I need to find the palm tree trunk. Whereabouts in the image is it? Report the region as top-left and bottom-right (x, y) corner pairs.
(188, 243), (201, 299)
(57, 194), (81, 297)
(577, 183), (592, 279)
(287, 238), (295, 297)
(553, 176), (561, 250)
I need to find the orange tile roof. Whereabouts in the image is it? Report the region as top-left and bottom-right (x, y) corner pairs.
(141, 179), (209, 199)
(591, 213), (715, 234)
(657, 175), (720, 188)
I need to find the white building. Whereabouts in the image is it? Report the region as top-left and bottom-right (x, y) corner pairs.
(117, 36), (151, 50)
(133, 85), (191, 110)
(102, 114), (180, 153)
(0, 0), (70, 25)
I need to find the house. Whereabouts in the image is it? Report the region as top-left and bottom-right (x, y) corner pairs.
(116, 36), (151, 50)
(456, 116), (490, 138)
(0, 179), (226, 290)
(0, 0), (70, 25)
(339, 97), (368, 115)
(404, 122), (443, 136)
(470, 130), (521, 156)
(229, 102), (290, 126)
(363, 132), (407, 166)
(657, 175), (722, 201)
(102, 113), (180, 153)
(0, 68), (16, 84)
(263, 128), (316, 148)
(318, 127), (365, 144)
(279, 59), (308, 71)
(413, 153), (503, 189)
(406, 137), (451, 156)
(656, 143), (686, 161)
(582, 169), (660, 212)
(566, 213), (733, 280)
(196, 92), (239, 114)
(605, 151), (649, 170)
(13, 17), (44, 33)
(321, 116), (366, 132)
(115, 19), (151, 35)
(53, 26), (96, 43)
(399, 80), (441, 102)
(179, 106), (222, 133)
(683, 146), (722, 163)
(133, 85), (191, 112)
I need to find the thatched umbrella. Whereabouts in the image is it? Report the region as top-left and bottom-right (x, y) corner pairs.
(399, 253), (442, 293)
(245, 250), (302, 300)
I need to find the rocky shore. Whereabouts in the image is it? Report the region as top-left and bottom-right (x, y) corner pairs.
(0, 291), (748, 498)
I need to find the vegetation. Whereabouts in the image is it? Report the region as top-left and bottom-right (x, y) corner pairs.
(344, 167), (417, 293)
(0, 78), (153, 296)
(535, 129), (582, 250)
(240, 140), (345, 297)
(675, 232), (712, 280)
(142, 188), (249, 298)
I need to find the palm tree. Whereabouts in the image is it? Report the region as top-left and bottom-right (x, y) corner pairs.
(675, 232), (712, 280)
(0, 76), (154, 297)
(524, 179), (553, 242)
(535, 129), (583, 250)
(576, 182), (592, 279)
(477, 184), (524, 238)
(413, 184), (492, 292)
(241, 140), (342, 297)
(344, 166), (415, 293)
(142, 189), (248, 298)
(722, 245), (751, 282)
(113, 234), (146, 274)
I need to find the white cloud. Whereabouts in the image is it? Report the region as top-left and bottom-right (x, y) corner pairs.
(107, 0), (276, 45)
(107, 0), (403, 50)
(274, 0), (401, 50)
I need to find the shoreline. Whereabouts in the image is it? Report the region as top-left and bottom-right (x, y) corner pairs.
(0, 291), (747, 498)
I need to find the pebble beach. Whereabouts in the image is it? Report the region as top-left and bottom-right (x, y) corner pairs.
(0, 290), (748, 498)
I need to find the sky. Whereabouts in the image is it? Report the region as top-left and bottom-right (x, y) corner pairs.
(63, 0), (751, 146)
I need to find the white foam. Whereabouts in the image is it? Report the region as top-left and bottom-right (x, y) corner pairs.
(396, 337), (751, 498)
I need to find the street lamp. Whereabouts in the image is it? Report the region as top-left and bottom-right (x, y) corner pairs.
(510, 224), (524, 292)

==================================================

**Written task:**
Turn every line of the material above into a JSON list of strings, one string per line, skipping any blank lines.

**Exercise answer:**
[
  "I need to find the palm tree trunk. Whereabouts in the image is it? Report the region as top-left and bottom-right (x, y) corner pairs.",
  "(188, 243), (201, 299)",
  "(57, 194), (81, 297)",
  "(577, 183), (592, 279)",
  "(287, 238), (295, 297)",
  "(553, 176), (561, 250)",
  "I need to find the orange tile roof. Whereabouts in the image is it? Report the region as top-left and bottom-right (x, y) corner pairs.",
  "(141, 179), (209, 199)",
  "(591, 213), (715, 234)",
  "(657, 175), (720, 188)",
  "I need to find the white building. Whereabouts in the image is it? Report the region as top-left and bottom-right (x, y) corner pairs.",
  "(117, 36), (151, 50)",
  "(133, 85), (191, 110)",
  "(102, 114), (180, 153)",
  "(0, 0), (70, 25)",
  "I need to find the house. Whereabouts in the image is it? Report the region as top-left and bottom-right (x, y) corner pairs.",
  "(116, 36), (151, 50)",
  "(456, 116), (490, 138)",
  "(0, 179), (226, 290)",
  "(0, 0), (70, 25)",
  "(339, 97), (368, 115)",
  "(404, 122), (443, 136)",
  "(470, 130), (521, 156)",
  "(229, 102), (290, 126)",
  "(363, 132), (407, 166)",
  "(657, 175), (722, 201)",
  "(102, 113), (180, 153)",
  "(0, 68), (16, 84)",
  "(263, 128), (316, 148)",
  "(318, 127), (365, 144)",
  "(279, 59), (308, 71)",
  "(413, 153), (503, 189)",
  "(406, 137), (451, 156)",
  "(656, 143), (686, 161)",
  "(582, 169), (660, 212)",
  "(566, 213), (733, 280)",
  "(196, 92), (239, 114)",
  "(605, 151), (649, 170)",
  "(13, 17), (44, 33)",
  "(321, 116), (366, 132)",
  "(115, 19), (151, 35)",
  "(53, 26), (96, 43)",
  "(399, 80), (441, 102)",
  "(179, 106), (222, 133)",
  "(683, 146), (722, 163)",
  "(133, 85), (191, 112)",
  "I need to find the thatched umbrella. Whereabouts in the image is it? Report the region as top-left and bottom-right (x, y) corner pairs.",
  "(399, 253), (442, 293)",
  "(245, 250), (302, 300)",
  "I need to find the rocky shore. Whereabouts in the image is it? Report the region as top-left and bottom-right (x, y) corner pairs.",
  "(0, 291), (748, 498)",
  "I need to find the vegetation. Whereabouts in the image is it? Report the region as top-left and bottom-right (x, y) corner pairs.",
  "(344, 167), (417, 293)",
  "(0, 78), (153, 296)",
  "(535, 129), (582, 250)",
  "(240, 140), (345, 297)",
  "(675, 232), (712, 280)",
  "(142, 188), (249, 298)",
  "I need to find the palm tree. Whereabouts in the image is it? Report the region as top-left and bottom-right (x, y) corner pairs.",
  "(675, 232), (712, 280)",
  "(0, 76), (154, 297)",
  "(524, 179), (553, 242)",
  "(535, 129), (583, 250)",
  "(576, 182), (592, 279)",
  "(477, 184), (524, 238)",
  "(413, 184), (492, 292)",
  "(241, 140), (342, 297)",
  "(344, 166), (415, 293)",
  "(142, 189), (248, 298)",
  "(722, 245), (751, 282)",
  "(113, 234), (146, 274)",
  "I need to find the white cloud. Whereabouts in the image is it? Report the region as top-left and bottom-right (x, y) corner pairs.",
  "(107, 0), (276, 45)",
  "(107, 0), (403, 50)",
  "(274, 0), (401, 50)",
  "I need to find the shoreline. Whereabouts in the image is it? Report the region as top-left and bottom-right (x, y) corner pairs.",
  "(0, 291), (747, 498)",
  "I need to find the pebble beach. Whereabouts in the image is it? Report the region as top-left and bottom-right (x, y) corner pairs.",
  "(0, 290), (748, 498)",
  "I need to find the sky. Whereabouts in the image is it? Report the region as top-left and bottom-right (x, y) corner pairs.",
  "(63, 0), (751, 146)",
  "I need to find the white foam. Whereabouts in the image is it? Report the region as top-left and bottom-right (x, y) corner pairs.",
  "(396, 337), (751, 498)",
  "I need to find the street lamp. Whereabouts in the image is it? Report the region as top-left and bottom-right (x, y) corner pairs.",
  "(510, 224), (524, 292)"
]